→ How to complete this task:
Exact repetition of every record is required.

→ Dataset:

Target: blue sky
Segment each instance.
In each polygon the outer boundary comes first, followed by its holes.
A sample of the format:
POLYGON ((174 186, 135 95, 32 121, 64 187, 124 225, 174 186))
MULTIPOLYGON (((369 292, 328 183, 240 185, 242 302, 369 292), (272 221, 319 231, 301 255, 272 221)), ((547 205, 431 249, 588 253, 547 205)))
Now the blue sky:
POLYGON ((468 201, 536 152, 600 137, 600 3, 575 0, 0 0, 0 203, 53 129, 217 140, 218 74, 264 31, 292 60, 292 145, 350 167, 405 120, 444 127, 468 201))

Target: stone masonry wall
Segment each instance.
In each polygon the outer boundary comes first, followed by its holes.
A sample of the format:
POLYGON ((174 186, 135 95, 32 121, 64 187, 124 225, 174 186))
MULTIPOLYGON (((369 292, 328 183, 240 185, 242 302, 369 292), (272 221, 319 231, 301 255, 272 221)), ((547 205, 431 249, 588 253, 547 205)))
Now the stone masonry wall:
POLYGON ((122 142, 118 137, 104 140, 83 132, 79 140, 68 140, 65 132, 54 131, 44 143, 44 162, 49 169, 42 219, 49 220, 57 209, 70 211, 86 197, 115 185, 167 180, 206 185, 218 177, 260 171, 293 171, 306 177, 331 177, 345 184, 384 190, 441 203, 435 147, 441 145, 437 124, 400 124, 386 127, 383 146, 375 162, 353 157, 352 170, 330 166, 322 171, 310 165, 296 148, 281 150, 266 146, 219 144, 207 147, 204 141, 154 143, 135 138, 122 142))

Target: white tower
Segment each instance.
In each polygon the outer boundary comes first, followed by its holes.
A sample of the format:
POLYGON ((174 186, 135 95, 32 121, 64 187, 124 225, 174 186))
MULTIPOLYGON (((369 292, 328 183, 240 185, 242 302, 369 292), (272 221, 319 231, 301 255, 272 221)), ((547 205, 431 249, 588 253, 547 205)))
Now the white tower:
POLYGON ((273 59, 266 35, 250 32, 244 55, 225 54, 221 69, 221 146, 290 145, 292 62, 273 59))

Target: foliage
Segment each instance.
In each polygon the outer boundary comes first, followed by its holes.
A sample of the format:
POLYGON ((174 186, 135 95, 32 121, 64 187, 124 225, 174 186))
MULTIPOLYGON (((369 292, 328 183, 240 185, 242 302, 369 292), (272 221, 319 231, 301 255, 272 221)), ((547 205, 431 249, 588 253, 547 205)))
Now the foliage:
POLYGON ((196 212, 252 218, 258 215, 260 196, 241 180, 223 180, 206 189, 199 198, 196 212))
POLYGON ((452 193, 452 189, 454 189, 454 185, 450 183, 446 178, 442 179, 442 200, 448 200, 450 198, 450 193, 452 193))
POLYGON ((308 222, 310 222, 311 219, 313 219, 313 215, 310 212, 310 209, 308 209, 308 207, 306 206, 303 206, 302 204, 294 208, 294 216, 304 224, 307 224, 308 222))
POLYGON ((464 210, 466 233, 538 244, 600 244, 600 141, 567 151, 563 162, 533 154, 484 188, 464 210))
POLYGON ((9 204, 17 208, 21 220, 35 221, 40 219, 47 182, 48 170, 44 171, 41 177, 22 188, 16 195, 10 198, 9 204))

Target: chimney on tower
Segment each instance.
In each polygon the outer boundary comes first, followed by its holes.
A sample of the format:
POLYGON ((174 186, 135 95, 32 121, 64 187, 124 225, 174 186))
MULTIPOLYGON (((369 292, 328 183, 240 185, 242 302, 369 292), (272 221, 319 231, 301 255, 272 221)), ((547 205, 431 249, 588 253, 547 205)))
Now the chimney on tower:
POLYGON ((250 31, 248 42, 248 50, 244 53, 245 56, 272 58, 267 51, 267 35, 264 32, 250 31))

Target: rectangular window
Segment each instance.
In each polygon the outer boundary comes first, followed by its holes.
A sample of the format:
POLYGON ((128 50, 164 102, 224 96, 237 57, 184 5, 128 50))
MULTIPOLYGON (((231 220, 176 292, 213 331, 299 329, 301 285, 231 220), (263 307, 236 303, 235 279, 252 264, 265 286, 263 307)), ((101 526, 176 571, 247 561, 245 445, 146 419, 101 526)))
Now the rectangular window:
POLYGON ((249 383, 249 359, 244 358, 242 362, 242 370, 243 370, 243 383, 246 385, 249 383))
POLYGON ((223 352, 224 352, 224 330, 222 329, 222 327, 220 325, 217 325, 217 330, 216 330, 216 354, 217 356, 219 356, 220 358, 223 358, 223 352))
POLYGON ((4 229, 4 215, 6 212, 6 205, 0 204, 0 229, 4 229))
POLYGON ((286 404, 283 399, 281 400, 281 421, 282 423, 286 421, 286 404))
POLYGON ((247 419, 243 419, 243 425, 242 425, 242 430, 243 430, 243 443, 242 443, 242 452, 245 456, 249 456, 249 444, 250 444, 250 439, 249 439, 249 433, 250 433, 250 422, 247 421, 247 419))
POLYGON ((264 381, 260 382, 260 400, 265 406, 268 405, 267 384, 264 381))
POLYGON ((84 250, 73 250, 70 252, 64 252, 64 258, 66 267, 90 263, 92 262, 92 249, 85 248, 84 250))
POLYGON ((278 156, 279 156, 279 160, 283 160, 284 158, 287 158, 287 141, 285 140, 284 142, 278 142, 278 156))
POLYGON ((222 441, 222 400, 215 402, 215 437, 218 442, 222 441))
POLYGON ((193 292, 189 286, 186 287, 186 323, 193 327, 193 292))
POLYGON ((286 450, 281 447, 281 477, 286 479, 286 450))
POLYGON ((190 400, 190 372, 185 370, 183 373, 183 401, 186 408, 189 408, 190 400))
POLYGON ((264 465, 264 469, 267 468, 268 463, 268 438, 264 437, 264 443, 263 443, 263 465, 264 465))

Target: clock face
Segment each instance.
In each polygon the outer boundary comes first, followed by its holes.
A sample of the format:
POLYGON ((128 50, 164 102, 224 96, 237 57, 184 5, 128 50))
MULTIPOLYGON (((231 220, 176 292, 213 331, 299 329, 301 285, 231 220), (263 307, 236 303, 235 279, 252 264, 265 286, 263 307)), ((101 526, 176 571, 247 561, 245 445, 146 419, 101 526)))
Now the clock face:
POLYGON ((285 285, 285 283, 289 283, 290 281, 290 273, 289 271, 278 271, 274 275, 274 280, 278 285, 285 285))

→ Answer to the problem:
Target: blue sky
Segment each instance.
In each polygon the outer boundary comes first, followed by its holes.
A sample of the format:
POLYGON ((174 186, 135 95, 32 121, 64 187, 124 225, 174 186))
MULTIPOLYGON (((369 292, 328 183, 240 185, 242 302, 369 292), (272 221, 319 231, 301 255, 272 221)), ((547 205, 431 249, 588 253, 547 205)))
Now the blue sky:
POLYGON ((468 201, 536 152, 600 137, 600 3, 575 0, 0 0, 0 203, 53 129, 217 140, 218 74, 264 31, 292 60, 292 145, 350 167, 405 120, 444 127, 468 201))

Target: stone masonry wall
Segment each instance.
In each polygon the outer boundary comes first, followed by its holes.
A sample of the format:
POLYGON ((174 186, 135 95, 32 121, 64 187, 124 225, 174 186))
MULTIPOLYGON (((369 292, 328 183, 240 185, 242 302, 369 292), (272 221, 319 231, 301 255, 272 221)), ((547 205, 431 249, 588 253, 547 205)))
Now the stone masonry wall:
POLYGON ((122 142, 118 137, 104 140, 83 132, 79 140, 68 140, 65 132, 54 131, 44 143, 44 162, 49 169, 42 219, 49 220, 57 209, 70 211, 86 197, 115 185, 167 180, 206 185, 218 177, 260 171, 293 171, 306 177, 331 177, 345 184, 384 190, 441 203, 435 147, 441 145, 437 124, 400 124, 386 127, 383 146, 375 162, 353 157, 352 170, 330 166, 322 171, 310 165, 296 148, 281 150, 266 146, 219 144, 207 147, 204 141, 154 143, 135 138, 122 142))

Target: white tower
Segment each instance.
In each polygon the outer boundary comes first, followed by its holes.
A sample of the format:
POLYGON ((174 186, 135 95, 32 121, 64 187, 124 225, 174 186))
MULTIPOLYGON (((369 292, 328 183, 240 185, 242 302, 369 292), (272 221, 319 231, 301 255, 272 221)), ((547 205, 431 249, 588 253, 547 205)))
Now the white tower:
POLYGON ((273 59, 266 35, 250 32, 244 55, 225 54, 221 69, 221 146, 290 145, 292 62, 273 59))

Target: foliage
Segment each instance.
In each polygon the outer boundary comes first, followed by its holes.
A sample of the format:
POLYGON ((174 186, 135 95, 32 121, 64 187, 124 225, 174 186))
MULTIPOLYGON (((369 292, 328 183, 240 185, 242 302, 369 292), (272 221, 319 231, 301 255, 272 221)), ((547 205, 431 249, 588 253, 547 205)))
Now the foliage:
POLYGON ((196 212, 252 218, 258 215, 260 196, 241 180, 223 180, 206 189, 199 198, 196 212))
POLYGON ((452 193, 452 189, 454 189, 454 185, 450 183, 446 178, 442 179, 442 200, 448 200, 450 198, 450 193, 452 193))
POLYGON ((308 222, 310 222, 311 219, 313 219, 313 215, 310 212, 310 209, 308 209, 308 207, 306 206, 303 206, 302 204, 294 208, 294 216, 304 224, 307 224, 308 222))
POLYGON ((464 210, 466 233, 538 244, 600 244, 600 141, 567 151, 563 162, 533 154, 484 188, 464 210))
POLYGON ((9 204, 17 208, 21 220, 35 221, 40 219, 47 182, 48 170, 44 171, 41 177, 22 188, 16 195, 10 198, 9 204))

Target: chimney on tower
Segment each instance.
In each polygon the outer boundary comes first, followed by its holes.
A sample of the format:
POLYGON ((174 186, 135 95, 32 121, 64 187, 124 225, 174 186))
MULTIPOLYGON (((369 292, 328 183, 240 185, 242 302, 369 292), (272 221, 319 231, 301 255, 272 221)), ((547 205, 431 249, 588 253, 547 205)))
Now the chimney on tower:
POLYGON ((250 31, 248 42, 248 50, 244 53, 245 56, 272 58, 267 51, 267 35, 264 32, 250 31))

Target: rectangular window
Segment each instance.
In each polygon the outer boundary comes first, followed by its holes.
A sample of the format:
POLYGON ((128 50, 164 102, 224 96, 237 57, 184 5, 128 50))
MULTIPOLYGON (((231 220, 176 292, 213 331, 299 329, 301 285, 231 220), (263 307, 236 303, 235 279, 252 264, 265 286, 263 307)), ((101 526, 176 571, 247 561, 245 445, 146 419, 101 526)))
Now the rectangular window:
POLYGON ((249 383, 249 359, 244 358, 242 362, 242 370, 243 370, 243 383, 246 385, 249 383))
POLYGON ((223 352, 224 352, 224 330, 222 329, 222 327, 220 325, 217 325, 217 330, 216 330, 216 354, 217 356, 219 356, 220 358, 223 358, 223 352))
POLYGON ((4 229, 4 215, 6 212, 6 205, 0 204, 0 229, 4 229))
POLYGON ((286 404, 283 399, 281 400, 281 421, 282 423, 286 421, 286 404))
POLYGON ((247 419, 243 419, 243 425, 242 425, 242 430, 243 430, 243 443, 242 443, 242 452, 245 456, 249 456, 249 444, 250 444, 250 439, 249 439, 249 433, 250 433, 250 422, 247 421, 247 419))
POLYGON ((264 381, 260 382, 260 400, 265 406, 268 405, 267 384, 264 381))
POLYGON ((84 250, 73 250, 70 252, 64 252, 64 258, 66 267, 90 263, 92 262, 92 249, 85 248, 84 250))
POLYGON ((278 156, 279 156, 279 160, 283 160, 284 158, 287 158, 287 141, 285 140, 284 142, 278 142, 278 156))
POLYGON ((222 441, 222 400, 215 402, 215 437, 218 442, 222 441))
POLYGON ((193 292, 189 286, 186 287, 186 323, 193 327, 193 292))
POLYGON ((286 450, 281 447, 281 477, 286 479, 286 450))
POLYGON ((190 400, 190 372, 185 370, 183 373, 183 401, 186 408, 189 408, 190 400))
POLYGON ((264 465, 264 469, 267 468, 268 463, 268 438, 264 437, 264 443, 263 443, 263 465, 264 465))

Target: clock face
Segment each instance.
In each polygon the outer boundary comes first, followed by its holes.
A sample of the format:
POLYGON ((128 50, 164 102, 224 96, 237 57, 184 5, 128 50))
MULTIPOLYGON (((231 220, 176 292, 213 331, 299 329, 301 285, 231 220), (263 307, 236 303, 235 279, 252 264, 265 286, 263 307)), ((101 526, 176 571, 247 561, 245 445, 146 419, 101 526)))
Now the clock face:
POLYGON ((285 285, 285 283, 289 283, 290 281, 290 273, 289 271, 278 271, 274 275, 274 280, 278 285, 285 285))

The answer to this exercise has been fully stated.